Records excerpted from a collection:
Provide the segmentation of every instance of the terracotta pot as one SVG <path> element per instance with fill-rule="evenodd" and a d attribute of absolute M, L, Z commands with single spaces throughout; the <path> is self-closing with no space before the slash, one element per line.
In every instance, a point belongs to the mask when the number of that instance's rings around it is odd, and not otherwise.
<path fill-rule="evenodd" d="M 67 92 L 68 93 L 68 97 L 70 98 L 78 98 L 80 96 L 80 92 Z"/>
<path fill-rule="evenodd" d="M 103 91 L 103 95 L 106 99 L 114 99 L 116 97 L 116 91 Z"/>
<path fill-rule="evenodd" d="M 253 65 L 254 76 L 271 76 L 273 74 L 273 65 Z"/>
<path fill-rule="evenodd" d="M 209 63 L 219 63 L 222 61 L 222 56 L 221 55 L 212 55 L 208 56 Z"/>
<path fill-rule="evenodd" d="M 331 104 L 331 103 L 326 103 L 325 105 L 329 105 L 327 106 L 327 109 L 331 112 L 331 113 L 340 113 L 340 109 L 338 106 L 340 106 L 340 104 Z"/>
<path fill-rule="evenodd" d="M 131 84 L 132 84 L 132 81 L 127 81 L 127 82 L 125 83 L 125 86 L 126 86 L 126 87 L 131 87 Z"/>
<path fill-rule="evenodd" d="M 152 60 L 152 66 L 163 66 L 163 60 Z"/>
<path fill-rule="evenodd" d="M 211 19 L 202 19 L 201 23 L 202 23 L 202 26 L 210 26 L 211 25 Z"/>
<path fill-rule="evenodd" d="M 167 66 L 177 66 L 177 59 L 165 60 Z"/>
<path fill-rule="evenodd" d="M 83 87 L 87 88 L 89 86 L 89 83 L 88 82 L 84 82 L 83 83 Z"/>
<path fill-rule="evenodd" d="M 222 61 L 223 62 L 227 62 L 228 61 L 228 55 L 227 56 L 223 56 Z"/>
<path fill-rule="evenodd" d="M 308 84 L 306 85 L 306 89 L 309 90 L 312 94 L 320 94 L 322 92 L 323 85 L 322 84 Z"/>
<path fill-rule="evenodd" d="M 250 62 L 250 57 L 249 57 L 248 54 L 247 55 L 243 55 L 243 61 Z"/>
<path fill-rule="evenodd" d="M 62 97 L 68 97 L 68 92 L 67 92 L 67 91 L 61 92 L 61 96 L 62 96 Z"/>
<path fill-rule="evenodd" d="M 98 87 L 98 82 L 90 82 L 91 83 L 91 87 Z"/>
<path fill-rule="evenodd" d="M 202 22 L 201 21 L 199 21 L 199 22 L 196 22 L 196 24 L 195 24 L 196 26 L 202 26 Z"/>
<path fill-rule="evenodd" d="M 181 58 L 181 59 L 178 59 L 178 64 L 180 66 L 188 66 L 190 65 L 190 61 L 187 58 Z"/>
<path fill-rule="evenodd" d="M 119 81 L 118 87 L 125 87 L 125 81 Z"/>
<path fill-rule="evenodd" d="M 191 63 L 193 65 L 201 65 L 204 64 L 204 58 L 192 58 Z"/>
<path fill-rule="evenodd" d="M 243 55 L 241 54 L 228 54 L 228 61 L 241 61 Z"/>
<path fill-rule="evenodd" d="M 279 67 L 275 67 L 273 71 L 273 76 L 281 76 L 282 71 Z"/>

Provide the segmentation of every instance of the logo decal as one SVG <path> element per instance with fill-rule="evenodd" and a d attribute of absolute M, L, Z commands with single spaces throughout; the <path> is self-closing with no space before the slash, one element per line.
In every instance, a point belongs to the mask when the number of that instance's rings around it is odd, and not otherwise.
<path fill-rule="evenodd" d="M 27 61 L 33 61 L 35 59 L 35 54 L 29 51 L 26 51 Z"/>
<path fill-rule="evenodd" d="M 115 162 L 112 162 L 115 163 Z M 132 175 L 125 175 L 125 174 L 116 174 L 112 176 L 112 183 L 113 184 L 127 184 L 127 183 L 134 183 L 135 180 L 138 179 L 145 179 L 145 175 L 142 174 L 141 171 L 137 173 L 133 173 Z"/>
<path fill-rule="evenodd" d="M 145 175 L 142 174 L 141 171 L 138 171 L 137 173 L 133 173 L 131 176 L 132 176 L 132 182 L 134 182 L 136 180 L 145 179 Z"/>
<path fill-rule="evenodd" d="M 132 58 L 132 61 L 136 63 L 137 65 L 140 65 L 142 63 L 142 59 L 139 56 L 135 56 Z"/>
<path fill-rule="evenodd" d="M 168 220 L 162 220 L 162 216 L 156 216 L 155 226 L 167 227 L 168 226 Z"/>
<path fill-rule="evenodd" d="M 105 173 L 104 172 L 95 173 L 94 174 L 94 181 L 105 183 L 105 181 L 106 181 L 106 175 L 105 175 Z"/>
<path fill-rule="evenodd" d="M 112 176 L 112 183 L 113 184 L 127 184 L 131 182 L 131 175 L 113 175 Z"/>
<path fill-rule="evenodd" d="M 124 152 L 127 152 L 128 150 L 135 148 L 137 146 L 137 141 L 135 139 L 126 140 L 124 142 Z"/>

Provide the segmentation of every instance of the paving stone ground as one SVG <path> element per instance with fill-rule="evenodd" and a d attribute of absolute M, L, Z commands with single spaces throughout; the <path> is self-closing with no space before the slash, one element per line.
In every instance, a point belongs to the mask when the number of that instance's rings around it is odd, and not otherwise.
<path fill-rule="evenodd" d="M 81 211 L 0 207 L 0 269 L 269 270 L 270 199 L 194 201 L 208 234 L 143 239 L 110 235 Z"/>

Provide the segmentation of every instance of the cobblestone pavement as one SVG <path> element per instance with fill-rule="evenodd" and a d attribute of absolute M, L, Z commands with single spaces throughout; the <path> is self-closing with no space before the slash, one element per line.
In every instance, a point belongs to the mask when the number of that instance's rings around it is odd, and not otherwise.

• _Problem statement_
Output, from the data above, the lines from the line with "Provide the segmentation of every instance of the logo" to the line with "Provide the segmentation of every instance of the cobblestone" exactly as they stand, both ends included and nothing else.

• _Written answer_
Provide the segmentation of every instance of the logo decal as one SVG <path> element per instance with fill-rule="evenodd" and a d attribute of absolute M, L, Z commands with single spaces throughout; the <path> is self-closing with no space before the slash, one element per line.
In every instance, a point belongs to the mask when the number of that instance's rings around it is odd, and not otherwise.
<path fill-rule="evenodd" d="M 27 61 L 33 61 L 35 59 L 35 54 L 29 51 L 26 51 Z"/>
<path fill-rule="evenodd" d="M 115 162 L 112 162 L 115 163 Z M 132 175 L 125 175 L 125 174 L 116 174 L 112 176 L 112 183 L 113 184 L 127 184 L 127 183 L 134 183 L 135 180 L 138 179 L 145 179 L 145 175 L 142 174 L 141 171 L 137 173 L 133 173 Z"/>
<path fill-rule="evenodd" d="M 145 175 L 142 174 L 141 171 L 138 171 L 137 173 L 133 173 L 131 176 L 132 176 L 132 182 L 134 182 L 136 180 L 145 179 Z"/>
<path fill-rule="evenodd" d="M 132 58 L 132 61 L 136 63 L 137 65 L 140 65 L 142 63 L 142 59 L 139 56 L 135 56 Z"/>
<path fill-rule="evenodd" d="M 168 220 L 162 220 L 162 216 L 156 216 L 155 226 L 167 227 L 168 226 Z"/>
<path fill-rule="evenodd" d="M 105 173 L 104 172 L 95 173 L 94 174 L 94 181 L 105 183 L 105 181 L 106 181 L 106 175 L 105 175 Z"/>
<path fill-rule="evenodd" d="M 112 176 L 112 183 L 113 184 L 127 184 L 131 182 L 131 175 L 113 175 Z"/>
<path fill-rule="evenodd" d="M 124 152 L 127 152 L 128 150 L 135 148 L 137 146 L 137 141 L 135 139 L 126 140 L 124 142 Z"/>

Provide the segmentation of every instance of the paving stone ground as one SVG <path> element per instance with fill-rule="evenodd" and a d attribute of absolute M, L, Z commands with single spaces throughout; the <path> is self-closing with no space before the slash, one element per line.
In every instance, a point belongs to the mask when the number of that instance's rings around it is odd, and not otherwise.
<path fill-rule="evenodd" d="M 81 211 L 0 207 L 0 269 L 269 270 L 270 199 L 194 201 L 208 234 L 143 239 L 110 235 Z"/>

Provide the segmentation of every instance of the cobblestone pavement as one SVG <path> element per instance with fill-rule="evenodd" and a d attribute of absolute M, L, Z commands with single spaces throughout; the <path> is self-closing with no space before the slash, one element per line.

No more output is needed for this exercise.